** MATERIAL SHOWN **
*****

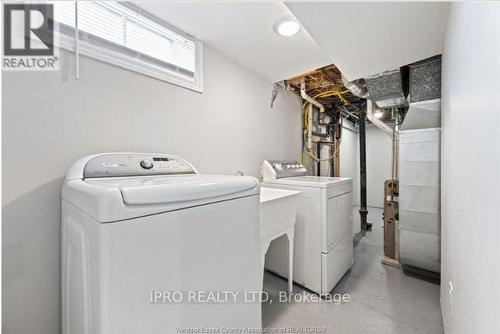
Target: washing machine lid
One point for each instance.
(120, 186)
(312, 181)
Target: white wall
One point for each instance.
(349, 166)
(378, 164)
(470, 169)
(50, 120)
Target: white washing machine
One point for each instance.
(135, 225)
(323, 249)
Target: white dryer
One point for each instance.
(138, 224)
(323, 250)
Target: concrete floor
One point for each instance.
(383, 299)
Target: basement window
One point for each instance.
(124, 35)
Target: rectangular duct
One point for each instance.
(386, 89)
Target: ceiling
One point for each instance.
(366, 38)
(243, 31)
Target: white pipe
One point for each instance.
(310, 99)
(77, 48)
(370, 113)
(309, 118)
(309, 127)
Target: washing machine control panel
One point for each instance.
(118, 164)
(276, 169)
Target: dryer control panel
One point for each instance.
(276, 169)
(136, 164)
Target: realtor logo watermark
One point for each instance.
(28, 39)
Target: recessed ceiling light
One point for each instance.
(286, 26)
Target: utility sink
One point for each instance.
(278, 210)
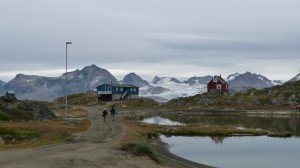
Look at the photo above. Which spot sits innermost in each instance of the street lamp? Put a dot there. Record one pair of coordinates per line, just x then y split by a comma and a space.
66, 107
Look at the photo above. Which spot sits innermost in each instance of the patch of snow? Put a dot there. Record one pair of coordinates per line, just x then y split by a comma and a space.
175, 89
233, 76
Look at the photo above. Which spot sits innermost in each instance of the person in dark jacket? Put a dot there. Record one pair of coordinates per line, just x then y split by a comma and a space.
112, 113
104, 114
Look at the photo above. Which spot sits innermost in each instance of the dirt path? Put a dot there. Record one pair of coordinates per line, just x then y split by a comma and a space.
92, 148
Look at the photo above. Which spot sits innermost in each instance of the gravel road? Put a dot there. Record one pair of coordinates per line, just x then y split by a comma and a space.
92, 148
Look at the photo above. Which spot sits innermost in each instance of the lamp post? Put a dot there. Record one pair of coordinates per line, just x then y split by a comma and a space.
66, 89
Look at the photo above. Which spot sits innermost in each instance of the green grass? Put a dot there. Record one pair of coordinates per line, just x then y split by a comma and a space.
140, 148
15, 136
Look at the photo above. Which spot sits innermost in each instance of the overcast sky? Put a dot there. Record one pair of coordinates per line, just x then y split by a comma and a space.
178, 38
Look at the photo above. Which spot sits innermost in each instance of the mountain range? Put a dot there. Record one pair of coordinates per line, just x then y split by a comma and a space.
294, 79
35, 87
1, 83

*****

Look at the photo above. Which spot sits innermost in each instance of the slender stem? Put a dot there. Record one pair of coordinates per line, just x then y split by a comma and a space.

*****

** PROBLEM **
Pull out every line in the records that contains the word "machine", and copy each one unchanged.

** TASK RESULT **
Target: washing machine lid
Target: white washing machine
Target: washing machine control panel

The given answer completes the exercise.